### TASK PROMPT
Reproduce word for word, from the entries below, the line with "positive clicks: (41, 47)", the line with "box: [43, 23, 80, 29]", and every line between them, and nothing more.
*** SUPPLIED DATA ***
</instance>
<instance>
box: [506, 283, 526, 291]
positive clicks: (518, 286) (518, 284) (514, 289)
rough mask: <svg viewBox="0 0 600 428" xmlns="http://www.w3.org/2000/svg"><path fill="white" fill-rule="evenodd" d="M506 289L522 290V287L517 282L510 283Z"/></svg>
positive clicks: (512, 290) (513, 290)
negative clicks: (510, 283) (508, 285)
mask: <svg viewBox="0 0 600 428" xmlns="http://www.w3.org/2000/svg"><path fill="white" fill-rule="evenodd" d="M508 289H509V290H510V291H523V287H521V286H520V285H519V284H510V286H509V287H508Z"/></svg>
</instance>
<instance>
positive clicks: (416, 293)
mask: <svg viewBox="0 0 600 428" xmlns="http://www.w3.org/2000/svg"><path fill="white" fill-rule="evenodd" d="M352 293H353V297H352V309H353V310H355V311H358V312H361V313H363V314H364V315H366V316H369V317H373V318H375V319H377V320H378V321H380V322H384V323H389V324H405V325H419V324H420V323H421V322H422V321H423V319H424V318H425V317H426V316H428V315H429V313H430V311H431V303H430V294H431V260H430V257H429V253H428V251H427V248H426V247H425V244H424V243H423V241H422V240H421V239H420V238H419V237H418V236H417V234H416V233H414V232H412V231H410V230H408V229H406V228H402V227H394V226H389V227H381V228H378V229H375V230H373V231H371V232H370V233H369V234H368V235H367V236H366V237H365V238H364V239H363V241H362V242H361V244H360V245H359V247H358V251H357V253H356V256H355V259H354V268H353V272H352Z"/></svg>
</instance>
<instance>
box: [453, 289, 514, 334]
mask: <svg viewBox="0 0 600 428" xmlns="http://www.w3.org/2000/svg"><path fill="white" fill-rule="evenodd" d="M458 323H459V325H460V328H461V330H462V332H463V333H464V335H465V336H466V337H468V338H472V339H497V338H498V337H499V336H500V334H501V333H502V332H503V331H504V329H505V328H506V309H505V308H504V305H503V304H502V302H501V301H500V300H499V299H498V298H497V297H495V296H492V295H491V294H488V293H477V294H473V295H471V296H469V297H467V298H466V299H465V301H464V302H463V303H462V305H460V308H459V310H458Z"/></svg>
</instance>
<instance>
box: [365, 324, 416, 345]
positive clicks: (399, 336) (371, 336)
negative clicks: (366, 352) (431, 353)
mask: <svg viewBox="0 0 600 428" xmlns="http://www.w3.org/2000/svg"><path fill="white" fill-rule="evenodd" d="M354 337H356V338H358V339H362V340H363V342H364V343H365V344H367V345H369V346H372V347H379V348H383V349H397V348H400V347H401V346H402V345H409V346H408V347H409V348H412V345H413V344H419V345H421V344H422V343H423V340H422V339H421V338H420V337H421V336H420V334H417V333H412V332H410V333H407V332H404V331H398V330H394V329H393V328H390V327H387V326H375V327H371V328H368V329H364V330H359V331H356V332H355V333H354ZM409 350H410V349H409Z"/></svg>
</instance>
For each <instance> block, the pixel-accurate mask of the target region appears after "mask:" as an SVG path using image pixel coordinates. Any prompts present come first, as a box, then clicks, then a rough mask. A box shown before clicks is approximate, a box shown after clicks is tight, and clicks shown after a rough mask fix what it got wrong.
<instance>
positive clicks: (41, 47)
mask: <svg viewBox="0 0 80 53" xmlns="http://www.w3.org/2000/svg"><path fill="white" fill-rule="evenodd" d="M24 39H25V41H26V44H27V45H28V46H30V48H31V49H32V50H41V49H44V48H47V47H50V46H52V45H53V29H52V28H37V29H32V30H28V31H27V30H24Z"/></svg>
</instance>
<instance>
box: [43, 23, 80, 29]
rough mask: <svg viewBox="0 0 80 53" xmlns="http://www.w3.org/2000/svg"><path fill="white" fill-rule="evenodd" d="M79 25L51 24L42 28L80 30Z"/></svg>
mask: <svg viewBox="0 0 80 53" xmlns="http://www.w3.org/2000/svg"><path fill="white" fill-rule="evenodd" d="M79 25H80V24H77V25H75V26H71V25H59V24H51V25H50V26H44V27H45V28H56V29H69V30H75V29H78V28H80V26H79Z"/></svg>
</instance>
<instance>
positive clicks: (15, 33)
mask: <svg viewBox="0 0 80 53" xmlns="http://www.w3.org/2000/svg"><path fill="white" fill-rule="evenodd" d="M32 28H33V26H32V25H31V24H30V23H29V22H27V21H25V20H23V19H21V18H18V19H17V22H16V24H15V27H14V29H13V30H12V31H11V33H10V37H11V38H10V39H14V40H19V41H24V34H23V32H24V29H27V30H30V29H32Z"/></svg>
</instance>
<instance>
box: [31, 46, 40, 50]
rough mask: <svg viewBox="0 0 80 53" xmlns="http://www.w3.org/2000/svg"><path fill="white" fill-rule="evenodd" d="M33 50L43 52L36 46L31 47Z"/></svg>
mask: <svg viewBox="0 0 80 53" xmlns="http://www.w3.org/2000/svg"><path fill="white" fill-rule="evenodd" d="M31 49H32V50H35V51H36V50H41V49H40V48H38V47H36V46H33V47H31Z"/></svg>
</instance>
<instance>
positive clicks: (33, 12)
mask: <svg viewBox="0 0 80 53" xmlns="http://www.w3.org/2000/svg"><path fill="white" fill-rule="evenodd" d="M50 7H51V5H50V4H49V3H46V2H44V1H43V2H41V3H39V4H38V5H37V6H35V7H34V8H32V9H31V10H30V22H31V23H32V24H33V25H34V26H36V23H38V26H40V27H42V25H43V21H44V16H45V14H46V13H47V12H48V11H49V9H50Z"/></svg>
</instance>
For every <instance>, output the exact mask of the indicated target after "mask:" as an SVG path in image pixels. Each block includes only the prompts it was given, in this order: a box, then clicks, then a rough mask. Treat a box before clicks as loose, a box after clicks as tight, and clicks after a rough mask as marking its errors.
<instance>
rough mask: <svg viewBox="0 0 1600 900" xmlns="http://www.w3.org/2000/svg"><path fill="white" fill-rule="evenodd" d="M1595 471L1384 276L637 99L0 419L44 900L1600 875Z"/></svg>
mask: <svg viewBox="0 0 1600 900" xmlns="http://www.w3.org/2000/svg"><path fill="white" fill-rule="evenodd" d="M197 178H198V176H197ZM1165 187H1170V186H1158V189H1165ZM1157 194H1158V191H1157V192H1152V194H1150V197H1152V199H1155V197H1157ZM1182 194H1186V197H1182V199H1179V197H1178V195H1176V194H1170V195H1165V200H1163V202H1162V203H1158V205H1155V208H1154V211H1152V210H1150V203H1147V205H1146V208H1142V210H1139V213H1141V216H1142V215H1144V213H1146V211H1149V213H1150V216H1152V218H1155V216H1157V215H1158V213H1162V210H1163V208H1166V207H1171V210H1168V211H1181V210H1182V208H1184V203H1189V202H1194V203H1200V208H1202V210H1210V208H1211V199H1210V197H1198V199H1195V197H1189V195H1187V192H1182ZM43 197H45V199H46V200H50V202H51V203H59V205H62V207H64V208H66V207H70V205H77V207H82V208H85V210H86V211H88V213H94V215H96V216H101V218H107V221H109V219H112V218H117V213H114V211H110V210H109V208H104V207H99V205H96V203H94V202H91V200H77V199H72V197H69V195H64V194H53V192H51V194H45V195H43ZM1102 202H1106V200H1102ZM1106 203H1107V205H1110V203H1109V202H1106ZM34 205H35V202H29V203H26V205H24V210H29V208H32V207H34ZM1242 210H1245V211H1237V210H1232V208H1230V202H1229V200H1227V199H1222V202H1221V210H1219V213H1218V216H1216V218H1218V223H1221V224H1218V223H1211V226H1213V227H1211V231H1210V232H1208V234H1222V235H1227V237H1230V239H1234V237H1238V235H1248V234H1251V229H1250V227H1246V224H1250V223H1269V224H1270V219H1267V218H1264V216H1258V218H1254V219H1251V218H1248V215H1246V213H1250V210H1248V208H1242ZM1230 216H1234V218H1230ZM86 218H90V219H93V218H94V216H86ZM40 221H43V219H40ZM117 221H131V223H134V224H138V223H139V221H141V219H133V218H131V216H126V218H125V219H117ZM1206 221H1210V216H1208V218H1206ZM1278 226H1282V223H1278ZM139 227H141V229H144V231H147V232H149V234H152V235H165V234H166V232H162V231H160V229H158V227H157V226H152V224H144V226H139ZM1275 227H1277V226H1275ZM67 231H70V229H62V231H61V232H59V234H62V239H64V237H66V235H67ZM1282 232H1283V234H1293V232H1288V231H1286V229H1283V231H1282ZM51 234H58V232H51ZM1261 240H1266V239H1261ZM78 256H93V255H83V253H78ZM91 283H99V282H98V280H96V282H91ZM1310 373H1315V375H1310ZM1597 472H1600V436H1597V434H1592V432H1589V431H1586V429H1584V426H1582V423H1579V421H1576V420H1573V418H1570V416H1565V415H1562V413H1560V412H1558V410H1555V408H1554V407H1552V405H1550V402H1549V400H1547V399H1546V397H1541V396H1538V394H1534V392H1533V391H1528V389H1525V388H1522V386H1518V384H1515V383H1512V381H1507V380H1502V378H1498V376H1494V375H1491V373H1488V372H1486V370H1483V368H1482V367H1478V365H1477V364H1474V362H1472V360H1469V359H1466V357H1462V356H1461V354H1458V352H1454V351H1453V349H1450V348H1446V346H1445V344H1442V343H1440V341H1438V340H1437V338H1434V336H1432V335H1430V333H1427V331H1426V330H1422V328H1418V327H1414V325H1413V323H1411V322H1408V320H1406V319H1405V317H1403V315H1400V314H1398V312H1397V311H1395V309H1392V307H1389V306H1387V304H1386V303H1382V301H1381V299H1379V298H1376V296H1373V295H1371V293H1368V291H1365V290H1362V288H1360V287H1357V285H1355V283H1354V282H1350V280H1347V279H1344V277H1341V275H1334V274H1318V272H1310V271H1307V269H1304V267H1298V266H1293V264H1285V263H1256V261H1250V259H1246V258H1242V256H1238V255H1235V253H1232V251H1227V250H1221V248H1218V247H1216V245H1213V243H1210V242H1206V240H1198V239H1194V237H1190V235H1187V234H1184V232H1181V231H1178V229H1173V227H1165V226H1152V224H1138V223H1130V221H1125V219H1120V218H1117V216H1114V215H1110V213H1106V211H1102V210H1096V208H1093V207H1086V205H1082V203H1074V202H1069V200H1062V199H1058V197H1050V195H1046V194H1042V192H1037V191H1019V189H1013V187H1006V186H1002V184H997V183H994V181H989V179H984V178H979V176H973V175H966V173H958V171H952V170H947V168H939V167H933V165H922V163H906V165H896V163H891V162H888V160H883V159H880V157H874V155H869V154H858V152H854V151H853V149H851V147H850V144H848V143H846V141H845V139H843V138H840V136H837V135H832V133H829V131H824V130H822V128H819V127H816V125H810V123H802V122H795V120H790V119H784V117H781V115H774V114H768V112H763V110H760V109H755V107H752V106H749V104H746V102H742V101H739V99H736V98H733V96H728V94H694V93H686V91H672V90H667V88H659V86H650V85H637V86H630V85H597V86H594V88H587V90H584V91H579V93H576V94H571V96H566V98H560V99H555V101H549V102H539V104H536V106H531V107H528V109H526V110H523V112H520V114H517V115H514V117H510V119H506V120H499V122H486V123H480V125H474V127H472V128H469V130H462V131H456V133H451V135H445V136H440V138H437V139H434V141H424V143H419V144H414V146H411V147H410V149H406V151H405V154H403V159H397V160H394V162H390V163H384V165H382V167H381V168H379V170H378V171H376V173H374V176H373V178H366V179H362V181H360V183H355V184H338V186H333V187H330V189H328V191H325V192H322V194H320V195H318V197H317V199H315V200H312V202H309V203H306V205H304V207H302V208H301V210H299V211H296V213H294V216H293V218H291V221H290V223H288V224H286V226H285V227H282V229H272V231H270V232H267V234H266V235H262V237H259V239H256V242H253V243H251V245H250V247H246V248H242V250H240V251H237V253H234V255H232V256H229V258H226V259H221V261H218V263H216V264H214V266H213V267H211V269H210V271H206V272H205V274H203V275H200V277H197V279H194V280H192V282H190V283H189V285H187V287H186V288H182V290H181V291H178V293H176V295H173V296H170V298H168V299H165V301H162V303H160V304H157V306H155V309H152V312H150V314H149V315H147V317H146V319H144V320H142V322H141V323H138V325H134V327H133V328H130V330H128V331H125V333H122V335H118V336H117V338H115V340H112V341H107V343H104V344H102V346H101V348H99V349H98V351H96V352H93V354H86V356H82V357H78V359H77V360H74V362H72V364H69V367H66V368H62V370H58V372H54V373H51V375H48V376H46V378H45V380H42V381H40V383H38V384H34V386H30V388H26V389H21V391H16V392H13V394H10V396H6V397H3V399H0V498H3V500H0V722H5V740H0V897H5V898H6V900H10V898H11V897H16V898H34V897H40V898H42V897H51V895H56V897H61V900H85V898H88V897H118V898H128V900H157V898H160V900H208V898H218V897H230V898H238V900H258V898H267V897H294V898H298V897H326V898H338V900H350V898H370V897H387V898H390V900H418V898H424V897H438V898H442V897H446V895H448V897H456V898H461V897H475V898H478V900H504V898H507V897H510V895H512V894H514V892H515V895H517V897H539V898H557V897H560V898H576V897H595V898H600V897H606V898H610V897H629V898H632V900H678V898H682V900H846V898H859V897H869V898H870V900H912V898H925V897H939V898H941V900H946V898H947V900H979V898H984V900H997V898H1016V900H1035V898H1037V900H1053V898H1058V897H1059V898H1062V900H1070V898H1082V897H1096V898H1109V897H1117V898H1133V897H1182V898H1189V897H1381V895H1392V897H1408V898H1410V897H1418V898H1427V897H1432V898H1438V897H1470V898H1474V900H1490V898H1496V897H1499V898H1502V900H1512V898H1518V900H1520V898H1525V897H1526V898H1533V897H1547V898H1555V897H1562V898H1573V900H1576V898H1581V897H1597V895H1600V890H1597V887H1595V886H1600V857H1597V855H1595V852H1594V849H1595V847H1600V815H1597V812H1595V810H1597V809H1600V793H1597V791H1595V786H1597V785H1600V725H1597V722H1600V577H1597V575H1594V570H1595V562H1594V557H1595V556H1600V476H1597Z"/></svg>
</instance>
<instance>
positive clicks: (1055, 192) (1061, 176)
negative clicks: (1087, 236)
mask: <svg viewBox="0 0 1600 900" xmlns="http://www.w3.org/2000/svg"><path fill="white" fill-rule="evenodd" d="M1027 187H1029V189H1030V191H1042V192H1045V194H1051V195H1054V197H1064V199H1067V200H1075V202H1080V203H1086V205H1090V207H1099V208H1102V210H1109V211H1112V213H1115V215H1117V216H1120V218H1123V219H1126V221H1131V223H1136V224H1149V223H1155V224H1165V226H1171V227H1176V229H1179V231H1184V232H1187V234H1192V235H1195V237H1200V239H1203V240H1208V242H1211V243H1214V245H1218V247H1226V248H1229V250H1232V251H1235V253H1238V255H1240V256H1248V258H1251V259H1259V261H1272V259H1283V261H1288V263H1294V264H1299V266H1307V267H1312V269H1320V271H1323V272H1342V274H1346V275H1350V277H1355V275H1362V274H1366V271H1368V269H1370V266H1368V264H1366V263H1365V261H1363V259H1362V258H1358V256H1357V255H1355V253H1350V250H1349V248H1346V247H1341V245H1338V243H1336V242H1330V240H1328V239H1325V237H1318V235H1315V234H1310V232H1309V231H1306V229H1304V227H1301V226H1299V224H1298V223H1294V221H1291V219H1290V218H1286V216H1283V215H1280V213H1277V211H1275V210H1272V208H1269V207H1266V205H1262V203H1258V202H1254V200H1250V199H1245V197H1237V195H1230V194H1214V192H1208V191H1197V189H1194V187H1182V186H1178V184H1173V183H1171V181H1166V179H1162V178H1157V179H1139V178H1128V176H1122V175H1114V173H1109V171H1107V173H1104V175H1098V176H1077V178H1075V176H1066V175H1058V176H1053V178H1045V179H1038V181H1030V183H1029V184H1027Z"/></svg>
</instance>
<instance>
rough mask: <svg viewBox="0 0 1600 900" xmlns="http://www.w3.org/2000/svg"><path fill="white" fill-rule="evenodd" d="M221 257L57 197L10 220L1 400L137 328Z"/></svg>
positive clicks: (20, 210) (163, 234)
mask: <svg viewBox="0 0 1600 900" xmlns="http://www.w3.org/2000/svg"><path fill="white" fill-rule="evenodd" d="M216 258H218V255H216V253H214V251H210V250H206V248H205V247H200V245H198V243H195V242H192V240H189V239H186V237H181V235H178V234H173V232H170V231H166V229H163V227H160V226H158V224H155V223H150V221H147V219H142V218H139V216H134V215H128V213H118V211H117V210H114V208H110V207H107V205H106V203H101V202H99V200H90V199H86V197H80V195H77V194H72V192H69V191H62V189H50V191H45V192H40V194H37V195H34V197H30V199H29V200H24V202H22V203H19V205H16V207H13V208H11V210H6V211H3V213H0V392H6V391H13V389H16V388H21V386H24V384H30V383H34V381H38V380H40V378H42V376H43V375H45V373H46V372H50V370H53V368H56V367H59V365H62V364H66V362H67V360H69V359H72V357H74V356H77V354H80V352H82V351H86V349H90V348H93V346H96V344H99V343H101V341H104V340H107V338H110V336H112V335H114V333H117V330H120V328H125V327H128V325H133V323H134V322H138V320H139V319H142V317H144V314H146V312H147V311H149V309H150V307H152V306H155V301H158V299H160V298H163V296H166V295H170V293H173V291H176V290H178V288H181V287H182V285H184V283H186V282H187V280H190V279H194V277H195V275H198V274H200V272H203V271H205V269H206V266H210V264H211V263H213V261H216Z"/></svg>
*** End of SUPPLIED DATA ***
### OUTPUT FOR THIS TASK
positive clicks: (41, 47)
mask: <svg viewBox="0 0 80 53" xmlns="http://www.w3.org/2000/svg"><path fill="white" fill-rule="evenodd" d="M24 39H25V41H26V44H27V45H28V46H30V48H31V49H32V50H41V49H44V48H47V47H50V46H52V45H53V29H52V28H37V29H32V30H28V31H27V30H24Z"/></svg>
</instance>
<instance>
box: [43, 23, 80, 29]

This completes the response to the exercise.